(Extracted data entries):
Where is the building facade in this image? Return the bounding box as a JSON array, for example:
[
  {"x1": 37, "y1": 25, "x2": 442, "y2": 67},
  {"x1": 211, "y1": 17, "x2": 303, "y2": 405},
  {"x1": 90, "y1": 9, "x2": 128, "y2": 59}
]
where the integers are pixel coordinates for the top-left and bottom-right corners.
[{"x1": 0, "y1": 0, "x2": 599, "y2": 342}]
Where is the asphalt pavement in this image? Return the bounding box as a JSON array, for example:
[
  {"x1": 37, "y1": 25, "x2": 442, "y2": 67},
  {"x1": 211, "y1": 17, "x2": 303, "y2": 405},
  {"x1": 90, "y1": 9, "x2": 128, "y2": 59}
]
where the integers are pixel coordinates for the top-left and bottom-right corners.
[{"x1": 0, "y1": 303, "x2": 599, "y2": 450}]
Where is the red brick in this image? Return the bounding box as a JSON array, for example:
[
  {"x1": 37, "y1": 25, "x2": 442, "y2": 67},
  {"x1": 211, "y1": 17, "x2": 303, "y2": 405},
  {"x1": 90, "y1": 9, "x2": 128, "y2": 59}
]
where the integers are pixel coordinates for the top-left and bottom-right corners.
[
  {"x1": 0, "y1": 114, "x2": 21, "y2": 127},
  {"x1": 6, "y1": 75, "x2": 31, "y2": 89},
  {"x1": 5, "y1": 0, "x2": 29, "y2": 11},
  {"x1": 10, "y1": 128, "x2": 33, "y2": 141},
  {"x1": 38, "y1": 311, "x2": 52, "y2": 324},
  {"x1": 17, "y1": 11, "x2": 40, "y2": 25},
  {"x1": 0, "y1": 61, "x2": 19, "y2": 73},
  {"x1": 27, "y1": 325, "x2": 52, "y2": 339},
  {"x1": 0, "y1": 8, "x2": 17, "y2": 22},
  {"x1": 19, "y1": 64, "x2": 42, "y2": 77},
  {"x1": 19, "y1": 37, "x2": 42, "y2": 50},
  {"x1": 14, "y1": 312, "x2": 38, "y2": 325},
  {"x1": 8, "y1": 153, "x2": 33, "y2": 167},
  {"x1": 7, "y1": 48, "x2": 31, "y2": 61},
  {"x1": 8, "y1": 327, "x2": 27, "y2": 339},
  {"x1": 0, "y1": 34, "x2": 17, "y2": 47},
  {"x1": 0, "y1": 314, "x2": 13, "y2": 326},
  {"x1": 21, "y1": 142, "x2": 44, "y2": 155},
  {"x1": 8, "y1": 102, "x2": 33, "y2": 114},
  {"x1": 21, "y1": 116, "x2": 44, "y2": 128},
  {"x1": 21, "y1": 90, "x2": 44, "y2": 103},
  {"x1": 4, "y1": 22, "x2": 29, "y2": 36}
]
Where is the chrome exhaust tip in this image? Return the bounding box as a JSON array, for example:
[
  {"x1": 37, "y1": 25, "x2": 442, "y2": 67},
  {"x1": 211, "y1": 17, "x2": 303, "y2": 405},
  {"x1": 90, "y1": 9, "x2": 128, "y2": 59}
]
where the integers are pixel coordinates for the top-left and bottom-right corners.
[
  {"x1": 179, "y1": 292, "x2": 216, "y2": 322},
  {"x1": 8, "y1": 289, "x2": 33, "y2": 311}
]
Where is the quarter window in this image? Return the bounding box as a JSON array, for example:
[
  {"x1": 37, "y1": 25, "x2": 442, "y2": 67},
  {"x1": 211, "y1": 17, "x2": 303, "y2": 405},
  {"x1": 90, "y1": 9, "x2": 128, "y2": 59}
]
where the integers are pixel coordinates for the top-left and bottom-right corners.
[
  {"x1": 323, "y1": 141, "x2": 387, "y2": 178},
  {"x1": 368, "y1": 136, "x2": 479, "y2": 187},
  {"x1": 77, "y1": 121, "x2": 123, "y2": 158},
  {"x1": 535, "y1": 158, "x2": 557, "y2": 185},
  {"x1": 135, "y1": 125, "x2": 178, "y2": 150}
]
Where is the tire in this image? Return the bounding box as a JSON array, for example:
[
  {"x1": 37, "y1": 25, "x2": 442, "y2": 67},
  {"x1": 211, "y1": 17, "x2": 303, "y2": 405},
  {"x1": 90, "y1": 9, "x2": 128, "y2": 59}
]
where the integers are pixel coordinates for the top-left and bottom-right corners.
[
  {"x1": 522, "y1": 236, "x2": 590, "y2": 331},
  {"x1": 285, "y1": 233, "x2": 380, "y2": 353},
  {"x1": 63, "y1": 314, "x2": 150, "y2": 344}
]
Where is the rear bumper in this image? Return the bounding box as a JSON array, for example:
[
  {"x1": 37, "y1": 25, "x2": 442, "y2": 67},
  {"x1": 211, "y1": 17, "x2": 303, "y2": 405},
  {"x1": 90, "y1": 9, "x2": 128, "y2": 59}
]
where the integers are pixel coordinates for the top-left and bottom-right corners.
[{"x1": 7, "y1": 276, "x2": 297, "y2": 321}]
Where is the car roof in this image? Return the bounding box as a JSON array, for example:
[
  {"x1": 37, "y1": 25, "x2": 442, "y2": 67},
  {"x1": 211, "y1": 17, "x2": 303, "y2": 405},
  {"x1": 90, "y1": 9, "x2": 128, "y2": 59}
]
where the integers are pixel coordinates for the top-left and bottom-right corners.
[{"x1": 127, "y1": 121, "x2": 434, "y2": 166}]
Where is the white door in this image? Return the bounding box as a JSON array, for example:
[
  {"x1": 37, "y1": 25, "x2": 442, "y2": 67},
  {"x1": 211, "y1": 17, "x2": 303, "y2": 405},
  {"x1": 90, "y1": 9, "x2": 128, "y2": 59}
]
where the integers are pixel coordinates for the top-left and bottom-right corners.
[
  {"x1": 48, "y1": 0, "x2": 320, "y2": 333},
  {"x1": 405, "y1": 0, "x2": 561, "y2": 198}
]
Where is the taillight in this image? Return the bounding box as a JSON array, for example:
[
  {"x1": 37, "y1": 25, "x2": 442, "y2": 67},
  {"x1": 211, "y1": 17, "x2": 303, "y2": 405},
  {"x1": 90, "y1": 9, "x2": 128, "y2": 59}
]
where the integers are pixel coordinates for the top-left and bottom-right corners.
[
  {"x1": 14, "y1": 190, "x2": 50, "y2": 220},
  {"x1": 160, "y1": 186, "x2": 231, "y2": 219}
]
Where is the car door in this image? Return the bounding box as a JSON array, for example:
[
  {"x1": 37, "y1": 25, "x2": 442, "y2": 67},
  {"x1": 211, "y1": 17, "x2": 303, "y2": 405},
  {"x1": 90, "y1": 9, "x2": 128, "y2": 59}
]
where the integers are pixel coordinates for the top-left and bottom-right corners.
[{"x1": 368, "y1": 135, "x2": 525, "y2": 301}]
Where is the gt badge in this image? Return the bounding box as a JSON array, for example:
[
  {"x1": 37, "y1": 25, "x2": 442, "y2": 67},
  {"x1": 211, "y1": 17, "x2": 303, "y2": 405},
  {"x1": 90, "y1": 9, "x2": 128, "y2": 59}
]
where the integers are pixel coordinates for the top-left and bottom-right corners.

(What you have to do): Reproduce every one of the lines above word for word.

(Written response):
Where is the building facade in this image? Return the bounding box as a JSON array, for example:
[
  {"x1": 37, "y1": 25, "x2": 442, "y2": 67},
  {"x1": 211, "y1": 17, "x2": 303, "y2": 405},
  {"x1": 90, "y1": 9, "x2": 128, "y2": 59}
]
where the integers are pixel coordinates for the top-left and bottom-right corners.
[{"x1": 0, "y1": 0, "x2": 599, "y2": 342}]
Where is the asphalt pavement in this image? Return the bounding box as a JSON array, for example:
[
  {"x1": 37, "y1": 25, "x2": 442, "y2": 67},
  {"x1": 211, "y1": 17, "x2": 303, "y2": 405},
  {"x1": 90, "y1": 9, "x2": 128, "y2": 59}
]
where the integers are pixel coordinates for the top-left and bottom-right corners.
[{"x1": 0, "y1": 303, "x2": 599, "y2": 450}]
Where is the red brick in this image? Return the bounding box as a JSON array, for example:
[
  {"x1": 37, "y1": 25, "x2": 442, "y2": 67},
  {"x1": 211, "y1": 17, "x2": 303, "y2": 405},
  {"x1": 90, "y1": 9, "x2": 128, "y2": 59}
]
where the integers are pixel coordinates for the top-left and bottom-right corners.
[
  {"x1": 0, "y1": 114, "x2": 21, "y2": 127},
  {"x1": 6, "y1": 75, "x2": 31, "y2": 89},
  {"x1": 5, "y1": 0, "x2": 29, "y2": 11},
  {"x1": 10, "y1": 128, "x2": 33, "y2": 141},
  {"x1": 38, "y1": 311, "x2": 52, "y2": 324},
  {"x1": 17, "y1": 11, "x2": 40, "y2": 25},
  {"x1": 0, "y1": 61, "x2": 19, "y2": 73},
  {"x1": 27, "y1": 325, "x2": 52, "y2": 339},
  {"x1": 0, "y1": 8, "x2": 17, "y2": 22},
  {"x1": 19, "y1": 64, "x2": 42, "y2": 77},
  {"x1": 19, "y1": 37, "x2": 42, "y2": 50},
  {"x1": 14, "y1": 312, "x2": 38, "y2": 325},
  {"x1": 8, "y1": 153, "x2": 33, "y2": 167},
  {"x1": 7, "y1": 48, "x2": 31, "y2": 61},
  {"x1": 8, "y1": 327, "x2": 27, "y2": 339},
  {"x1": 0, "y1": 34, "x2": 17, "y2": 47},
  {"x1": 0, "y1": 314, "x2": 13, "y2": 326},
  {"x1": 21, "y1": 142, "x2": 44, "y2": 155},
  {"x1": 8, "y1": 102, "x2": 33, "y2": 114},
  {"x1": 21, "y1": 116, "x2": 44, "y2": 128},
  {"x1": 21, "y1": 90, "x2": 44, "y2": 103},
  {"x1": 4, "y1": 22, "x2": 29, "y2": 36}
]
Where is the chrome exhaust tip in this image? Return the bounding box as a JSON array, for example:
[
  {"x1": 37, "y1": 25, "x2": 442, "y2": 67},
  {"x1": 211, "y1": 17, "x2": 303, "y2": 405},
  {"x1": 90, "y1": 9, "x2": 128, "y2": 59}
]
where the integers are pixel coordinates for the top-left and bottom-right corners.
[
  {"x1": 179, "y1": 292, "x2": 216, "y2": 322},
  {"x1": 8, "y1": 289, "x2": 33, "y2": 311}
]
Where is the quarter window in this image? Return the bounding box as a JSON array, for example:
[
  {"x1": 37, "y1": 25, "x2": 442, "y2": 67},
  {"x1": 211, "y1": 17, "x2": 303, "y2": 405},
  {"x1": 90, "y1": 9, "x2": 128, "y2": 59}
]
where the integers are pixel coordinates for the top-left and bottom-right corners.
[
  {"x1": 323, "y1": 141, "x2": 387, "y2": 178},
  {"x1": 368, "y1": 136, "x2": 479, "y2": 187},
  {"x1": 77, "y1": 121, "x2": 123, "y2": 158},
  {"x1": 535, "y1": 158, "x2": 557, "y2": 185},
  {"x1": 135, "y1": 125, "x2": 178, "y2": 150}
]
Where is the tire in this image? Return the bounding box as a JSON array, for example:
[
  {"x1": 37, "y1": 25, "x2": 442, "y2": 67},
  {"x1": 211, "y1": 17, "x2": 303, "y2": 405},
  {"x1": 90, "y1": 9, "x2": 128, "y2": 59}
]
where the integers are pixel coordinates for the top-left and bottom-right corners.
[
  {"x1": 522, "y1": 236, "x2": 590, "y2": 331},
  {"x1": 285, "y1": 233, "x2": 380, "y2": 353},
  {"x1": 63, "y1": 314, "x2": 150, "y2": 344}
]
Where is the rear bumper in this image? Return the bounding box as a JSON array, for example:
[
  {"x1": 37, "y1": 25, "x2": 442, "y2": 67},
  {"x1": 211, "y1": 17, "x2": 303, "y2": 405},
  {"x1": 90, "y1": 9, "x2": 128, "y2": 59}
]
where the integers are pixel coordinates for the top-left and bottom-right corners.
[{"x1": 7, "y1": 276, "x2": 297, "y2": 321}]
Where is the car roof in this image? Return the bounding box as a JSON array, for example:
[
  {"x1": 37, "y1": 25, "x2": 442, "y2": 67},
  {"x1": 211, "y1": 17, "x2": 303, "y2": 405},
  {"x1": 90, "y1": 9, "x2": 128, "y2": 59}
]
where the integers are pixel coordinates for the top-left and bottom-right corners.
[{"x1": 127, "y1": 121, "x2": 434, "y2": 166}]
Where is the white door in this image? Return the bounding box as a JSON array, for example:
[
  {"x1": 37, "y1": 25, "x2": 442, "y2": 67},
  {"x1": 211, "y1": 17, "x2": 303, "y2": 405},
  {"x1": 90, "y1": 9, "x2": 128, "y2": 59}
]
where the integers are pixel coordinates for the top-left and bottom-right corners.
[
  {"x1": 48, "y1": 0, "x2": 320, "y2": 333},
  {"x1": 405, "y1": 0, "x2": 561, "y2": 198}
]
Where is the taillight in this image? Return the bounding box as a JSON array, for example:
[
  {"x1": 37, "y1": 25, "x2": 442, "y2": 67},
  {"x1": 211, "y1": 17, "x2": 303, "y2": 405},
  {"x1": 90, "y1": 9, "x2": 128, "y2": 59}
]
where the integers are pixel coordinates for the top-left and bottom-right corners.
[
  {"x1": 14, "y1": 190, "x2": 50, "y2": 220},
  {"x1": 160, "y1": 186, "x2": 231, "y2": 219}
]
Where is the car door in this image? Return the bounding box as a JSON array, for example:
[
  {"x1": 37, "y1": 25, "x2": 442, "y2": 67},
  {"x1": 211, "y1": 17, "x2": 303, "y2": 405},
  {"x1": 90, "y1": 9, "x2": 128, "y2": 59}
]
where the integers are pixel coordinates for the top-left and bottom-right corners.
[{"x1": 368, "y1": 135, "x2": 525, "y2": 301}]
Where is the gt badge in this image? Return the bounding box as a JSON array, for example:
[
  {"x1": 37, "y1": 25, "x2": 442, "y2": 67},
  {"x1": 211, "y1": 17, "x2": 303, "y2": 405},
  {"x1": 90, "y1": 9, "x2": 128, "y2": 59}
]
where the integers are pixel coordinates for the top-left and bottom-right corners.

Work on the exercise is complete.